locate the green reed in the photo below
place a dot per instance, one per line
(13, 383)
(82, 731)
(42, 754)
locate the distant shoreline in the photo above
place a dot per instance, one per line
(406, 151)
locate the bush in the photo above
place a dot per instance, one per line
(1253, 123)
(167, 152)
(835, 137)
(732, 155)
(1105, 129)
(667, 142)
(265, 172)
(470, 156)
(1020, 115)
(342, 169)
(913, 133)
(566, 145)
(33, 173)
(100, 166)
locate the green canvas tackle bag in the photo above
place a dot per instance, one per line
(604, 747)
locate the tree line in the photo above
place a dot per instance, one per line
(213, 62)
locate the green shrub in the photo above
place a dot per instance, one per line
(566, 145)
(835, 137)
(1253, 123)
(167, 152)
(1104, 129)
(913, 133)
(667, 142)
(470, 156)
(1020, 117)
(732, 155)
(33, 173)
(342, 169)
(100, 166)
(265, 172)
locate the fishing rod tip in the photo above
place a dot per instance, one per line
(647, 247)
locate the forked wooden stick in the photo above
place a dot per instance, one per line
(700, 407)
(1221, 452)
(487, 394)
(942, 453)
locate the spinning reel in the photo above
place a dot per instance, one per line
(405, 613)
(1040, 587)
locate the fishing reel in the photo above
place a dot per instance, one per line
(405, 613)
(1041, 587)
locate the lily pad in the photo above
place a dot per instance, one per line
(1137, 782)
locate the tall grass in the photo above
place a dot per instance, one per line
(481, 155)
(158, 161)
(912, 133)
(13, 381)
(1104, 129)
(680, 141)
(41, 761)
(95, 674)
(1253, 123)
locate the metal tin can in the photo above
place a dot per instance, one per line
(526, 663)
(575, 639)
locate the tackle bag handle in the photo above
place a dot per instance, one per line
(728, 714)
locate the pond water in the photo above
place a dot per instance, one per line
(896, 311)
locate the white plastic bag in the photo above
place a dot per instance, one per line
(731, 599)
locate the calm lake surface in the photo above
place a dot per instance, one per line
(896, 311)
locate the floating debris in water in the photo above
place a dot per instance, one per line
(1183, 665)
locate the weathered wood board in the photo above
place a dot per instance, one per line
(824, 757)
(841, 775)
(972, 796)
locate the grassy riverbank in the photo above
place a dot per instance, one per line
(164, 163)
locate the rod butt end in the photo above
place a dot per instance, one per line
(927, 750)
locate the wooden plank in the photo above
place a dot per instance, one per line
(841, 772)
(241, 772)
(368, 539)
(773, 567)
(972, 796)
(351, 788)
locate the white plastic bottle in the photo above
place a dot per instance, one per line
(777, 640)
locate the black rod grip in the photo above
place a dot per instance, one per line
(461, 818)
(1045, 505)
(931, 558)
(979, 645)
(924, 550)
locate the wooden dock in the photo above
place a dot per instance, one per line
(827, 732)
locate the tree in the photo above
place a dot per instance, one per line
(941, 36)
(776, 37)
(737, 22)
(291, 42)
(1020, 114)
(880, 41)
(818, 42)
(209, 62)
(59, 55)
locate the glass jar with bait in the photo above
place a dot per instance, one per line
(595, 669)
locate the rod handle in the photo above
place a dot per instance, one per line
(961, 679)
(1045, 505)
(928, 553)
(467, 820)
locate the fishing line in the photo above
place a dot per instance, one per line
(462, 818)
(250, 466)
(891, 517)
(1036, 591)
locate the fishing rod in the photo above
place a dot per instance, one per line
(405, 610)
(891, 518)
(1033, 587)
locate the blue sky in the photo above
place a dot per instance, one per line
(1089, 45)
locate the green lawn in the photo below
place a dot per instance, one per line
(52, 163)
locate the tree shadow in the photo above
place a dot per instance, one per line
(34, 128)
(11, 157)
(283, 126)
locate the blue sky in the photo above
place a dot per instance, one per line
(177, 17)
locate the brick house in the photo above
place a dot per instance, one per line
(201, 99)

__WHAT THIS TASK INVOLVES__
Render every item above as a two-column CSV headed "prompt" and "points", with one row per item. Put the item's text and its answer each in one quoted field, replacing line breaks with spaces.

__WRITTEN ANSWER__
prompt,points
"locate the green reed in the photo below place a dot per instance, one per line","(13, 383) (82, 731) (42, 754)"
"locate the distant shoreline in the photo above place a dot per instance, one per line","(406, 151)"
"locate the bush in the photo above place a dot per instance, one per line","(1253, 123) (167, 152) (835, 137) (732, 155) (1105, 129) (667, 142) (265, 172) (470, 156) (1020, 115) (342, 169) (913, 133) (566, 145) (33, 173) (100, 166)"
"locate the green canvas tackle bag in the photo above place a dot per instance, one per line","(604, 747)"
"locate the tree line in the photo above place a dot per instance, one per line","(213, 62)"
"locate the green shrub in the photo above place a dot per instance, one per line","(566, 145) (835, 137) (1253, 123) (167, 152) (1104, 129) (913, 133) (667, 142) (470, 156) (1020, 117) (732, 155) (33, 173) (342, 169) (100, 166) (265, 172)"
"locate the fishing rod tip in the photo above place a dot per instance, one per line","(647, 247)"
"locate the forked wooden stick in the photo above place a dot per instance, one per line","(700, 407) (1221, 452) (487, 394) (942, 453)"
"locate the spinning reel in the photo above place a dot per instance, one per line","(405, 613) (1040, 587)"
"locate the fishing reel in the photo above place a dot per instance, one per line","(405, 613) (1041, 587)"
"locate the lily pad in the photo above place a dot per instance, one per line","(1137, 782)"
"locate the tall grass in the photo above place a dot per instance, one per line","(481, 155) (158, 161) (912, 133) (13, 381) (1104, 129) (680, 141) (41, 761) (95, 674) (1253, 123)"
"locate the metal tin can in the photo above place a dot per instance, one per line","(526, 663) (575, 639)"
"locate the tackle bag handle in the photo above place a dot per instance, one per line","(728, 714)"
"locate the pond water in the photo above place a dot per instance, one per line","(896, 311)"
"locate the white plastic bag in the photo above place a dot per instance, one per line","(731, 599)"
"locate the calm lake surface in the photo above place a dot per instance, one per line","(896, 311)"
"locate the floating debris in water in the photo above place a dot per instance, one per line","(1183, 665)"
"locate the weathered wood board in the photo above place a dot per instance, one per line","(824, 757) (841, 775) (972, 796)"
"locate the grassy riverbank in the photo above place a dot per instance, one per line","(164, 163)"
"locate the rod butt end in the photo above place a dot per instance, one per line","(927, 750)"
"locate the wooden plank in the photo above place a dot per instance, one per line","(841, 772) (241, 772) (368, 539) (773, 567) (972, 796) (351, 788)"
"locate the white plastic bottle in the photo above place a dot per instance, one per line","(777, 640)"
"locate the black rod grip in the photo above place a dot per instance, one per line","(461, 818) (1045, 505) (931, 558) (979, 645) (924, 550)"
"locate the wooden dock in the photo above place a dot per instance, one per line","(827, 732)"
"locate the tree in the photo above place a dot per instance, one per line","(941, 36) (776, 37) (737, 22) (291, 42) (1020, 114) (880, 41) (818, 42) (209, 62) (59, 55)"
"locate the glass jar with bait in the photo above place a dot per instance, one per line","(595, 669)"
"locate the rod handle in the photo above place a dot per instance, one per line","(961, 679) (1045, 505) (928, 553) (467, 820)"
"locate the fishing line in the photo above place a dot per instance, one per line","(462, 818) (250, 466) (891, 517) (1036, 591)"
"locate the fishing rod in the photo above place a dot per instance, one per line","(405, 610) (891, 518) (1033, 587)"
"locate the blue sky in the photo above place a dot per instance, one per line","(1089, 45)"
"locate the green lawn in the photo below place a dot per instance, one per line","(52, 163)"
"locate the tree shadow in the photo above place a dot per instance, one per line","(34, 128) (11, 157) (283, 126)"
"locate the blue sky in the photo above place a dot per instance, one per line","(177, 17)"
"locate the brick house in the photo above place a dot per instance, one per line","(201, 99)"